Short exercise :: Copy out the section of the records that opens with the line containing "If it's not too much trouble, could you detect the dirt" and closes with the line containing "[0,175,640,479]", keeping the request wording unchanged but multiplying each bounding box coordinate by 2.05 and rounding to whole numbers, with halves rounded up. Give only those lines.

Provided records ::

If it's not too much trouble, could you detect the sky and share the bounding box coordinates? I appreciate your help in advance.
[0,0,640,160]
...
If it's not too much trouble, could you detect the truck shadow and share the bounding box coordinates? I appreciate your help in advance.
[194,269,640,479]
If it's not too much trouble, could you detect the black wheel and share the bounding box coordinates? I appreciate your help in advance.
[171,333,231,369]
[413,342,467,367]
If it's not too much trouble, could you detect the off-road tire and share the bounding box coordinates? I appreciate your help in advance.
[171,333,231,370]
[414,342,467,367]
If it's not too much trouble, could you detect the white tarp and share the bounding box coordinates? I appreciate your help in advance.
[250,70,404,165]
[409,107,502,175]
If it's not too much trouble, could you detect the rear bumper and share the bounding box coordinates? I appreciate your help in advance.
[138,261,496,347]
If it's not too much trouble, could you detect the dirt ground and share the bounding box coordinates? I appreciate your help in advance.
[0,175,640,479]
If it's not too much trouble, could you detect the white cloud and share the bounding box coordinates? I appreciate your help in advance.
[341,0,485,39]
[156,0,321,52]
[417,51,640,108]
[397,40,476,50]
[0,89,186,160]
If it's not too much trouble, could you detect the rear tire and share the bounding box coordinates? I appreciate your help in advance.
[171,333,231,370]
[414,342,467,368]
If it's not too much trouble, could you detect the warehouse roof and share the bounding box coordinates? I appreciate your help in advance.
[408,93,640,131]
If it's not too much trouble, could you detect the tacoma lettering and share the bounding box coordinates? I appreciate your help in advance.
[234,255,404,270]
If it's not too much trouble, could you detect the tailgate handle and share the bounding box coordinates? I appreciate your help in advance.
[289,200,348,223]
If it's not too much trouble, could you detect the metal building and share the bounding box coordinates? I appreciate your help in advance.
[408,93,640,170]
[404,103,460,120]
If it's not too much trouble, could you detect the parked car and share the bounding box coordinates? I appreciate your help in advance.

Full solution ::
If it's not too much trouble, could you detect the dirt ground and share the bounding box coordinates? I appreciate your help in advance.
[0,359,1312,982]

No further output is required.